# [WORK ORDER]
The listing below must be returned in full and unchanged, without the images it carries.
Content starts
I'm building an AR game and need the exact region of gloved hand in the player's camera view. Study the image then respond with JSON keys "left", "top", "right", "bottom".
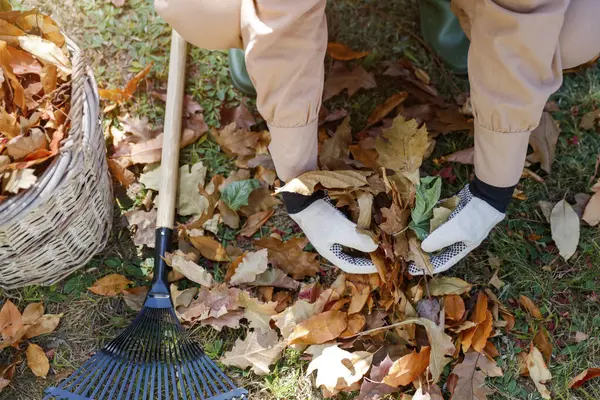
{"left": 281, "top": 190, "right": 378, "bottom": 274}
{"left": 409, "top": 177, "right": 513, "bottom": 276}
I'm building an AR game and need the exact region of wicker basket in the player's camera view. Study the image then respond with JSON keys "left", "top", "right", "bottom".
{"left": 0, "top": 39, "right": 113, "bottom": 289}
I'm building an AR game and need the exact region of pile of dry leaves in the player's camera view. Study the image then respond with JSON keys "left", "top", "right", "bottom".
{"left": 95, "top": 43, "right": 575, "bottom": 399}
{"left": 0, "top": 7, "right": 73, "bottom": 202}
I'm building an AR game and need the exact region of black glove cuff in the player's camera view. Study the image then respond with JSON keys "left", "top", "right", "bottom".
{"left": 281, "top": 190, "right": 325, "bottom": 214}
{"left": 470, "top": 176, "right": 515, "bottom": 213}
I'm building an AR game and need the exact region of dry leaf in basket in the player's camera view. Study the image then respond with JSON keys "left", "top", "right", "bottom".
{"left": 0, "top": 9, "right": 71, "bottom": 200}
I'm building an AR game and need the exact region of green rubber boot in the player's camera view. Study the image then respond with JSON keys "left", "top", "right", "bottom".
{"left": 228, "top": 48, "right": 256, "bottom": 96}
{"left": 419, "top": 0, "right": 469, "bottom": 74}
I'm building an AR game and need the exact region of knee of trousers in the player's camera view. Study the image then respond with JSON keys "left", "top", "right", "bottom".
{"left": 559, "top": 0, "right": 600, "bottom": 69}
{"left": 154, "top": 0, "right": 243, "bottom": 50}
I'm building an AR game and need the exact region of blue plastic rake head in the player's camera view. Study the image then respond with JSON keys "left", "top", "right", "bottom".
{"left": 44, "top": 229, "right": 248, "bottom": 400}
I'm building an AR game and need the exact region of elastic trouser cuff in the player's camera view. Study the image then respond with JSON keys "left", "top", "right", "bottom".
{"left": 268, "top": 120, "right": 318, "bottom": 182}
{"left": 474, "top": 124, "right": 531, "bottom": 188}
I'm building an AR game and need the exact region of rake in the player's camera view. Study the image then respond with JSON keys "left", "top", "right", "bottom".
{"left": 44, "top": 31, "right": 248, "bottom": 400}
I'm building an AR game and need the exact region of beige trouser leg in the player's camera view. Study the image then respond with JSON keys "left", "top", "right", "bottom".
{"left": 154, "top": 0, "right": 243, "bottom": 50}
{"left": 155, "top": 0, "right": 327, "bottom": 182}
{"left": 559, "top": 0, "right": 600, "bottom": 69}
Content ends
# [WRITTEN RESPONSE]
I'm building an AR game and need the exact region of gloved hand in the player's camera view. Study the image then respond with JSON keys "left", "top", "right", "bottom".
{"left": 281, "top": 190, "right": 378, "bottom": 274}
{"left": 409, "top": 177, "right": 513, "bottom": 276}
I'm building an AR game and need the exact region of wicker basket in the player's camera view. Study the image then respond with JSON keys "left", "top", "right", "bottom".
{"left": 0, "top": 39, "right": 113, "bottom": 289}
I'm building an AR game and need the exact region of pile of dry leaves in the player's camera view. Study the image then respond with JSON keys "left", "top", "right", "bottom".
{"left": 95, "top": 43, "right": 575, "bottom": 399}
{"left": 0, "top": 7, "right": 73, "bottom": 202}
I'm building an AR game and need the exact region of black glove cuff in the player's camera view. Study the image then respond with JSON keys "left", "top", "right", "bottom".
{"left": 281, "top": 190, "right": 325, "bottom": 214}
{"left": 470, "top": 176, "right": 515, "bottom": 213}
I'm building an AR game and need the exact region of dry leaf in basket in the player's camera view. Study the image then respond with JSON keys "left", "top", "right", "bottom".
{"left": 0, "top": 9, "right": 71, "bottom": 200}
I'm building an AR game and need the exact region of green rubber boot in the player's camera view. Study the image then respond with JSON keys "left", "top", "right", "bottom".
{"left": 228, "top": 48, "right": 256, "bottom": 96}
{"left": 419, "top": 0, "right": 469, "bottom": 74}
I'm building an AR game and need the exact region of knee of trousers in the player's camera view. Study the image then respond with JSON keys "left", "top", "right", "bottom".
{"left": 559, "top": 0, "right": 600, "bottom": 69}
{"left": 154, "top": 0, "right": 243, "bottom": 50}
I'm building an AR game and need the exact region of blue plastic rake head in the player's camera view. Study the image then respond with JSON keys "left", "top", "right", "bottom".
{"left": 44, "top": 229, "right": 248, "bottom": 400}
I'm building an AR game and need the exact region of elastic trouser cuff in the player's camera view. Study the image then respond with JSON keys "left", "top", "right", "bottom".
{"left": 268, "top": 120, "right": 318, "bottom": 182}
{"left": 474, "top": 124, "right": 531, "bottom": 188}
I'm building an AR game and need the exact region of rake in the player's camera view. Study the image then respond with JSON keys "left", "top", "right", "bottom".
{"left": 44, "top": 31, "right": 248, "bottom": 400}
I'm building an AR game and need the exact region of beige trouser leg in the player's camera view. Study the image then respond with JSON keys "left", "top", "right", "bottom".
{"left": 154, "top": 0, "right": 243, "bottom": 50}
{"left": 155, "top": 0, "right": 327, "bottom": 182}
{"left": 559, "top": 0, "right": 600, "bottom": 69}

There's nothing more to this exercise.